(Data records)
......
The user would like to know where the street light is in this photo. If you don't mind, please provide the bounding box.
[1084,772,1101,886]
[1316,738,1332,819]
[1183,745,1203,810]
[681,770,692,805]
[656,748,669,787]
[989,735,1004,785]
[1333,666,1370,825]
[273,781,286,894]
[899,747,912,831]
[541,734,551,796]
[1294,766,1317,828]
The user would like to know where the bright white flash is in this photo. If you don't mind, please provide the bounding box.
......
(Task prompt) Your answer should be the full set of records, printed exactly.

(Completed task)
The user would like to know where the street light is in this photo. If you don't mind, please provide the bounding box.
[1084,772,1101,886]
[1316,738,1332,819]
[1183,745,1203,810]
[681,770,692,805]
[656,748,669,787]
[989,735,1004,785]
[1333,666,1370,825]
[273,781,286,894]
[899,747,912,831]
[541,734,551,796]
[1294,766,1317,828]
The user would like to know where the bright white flash is in this photo. If you don't mind, please provide the bounding box.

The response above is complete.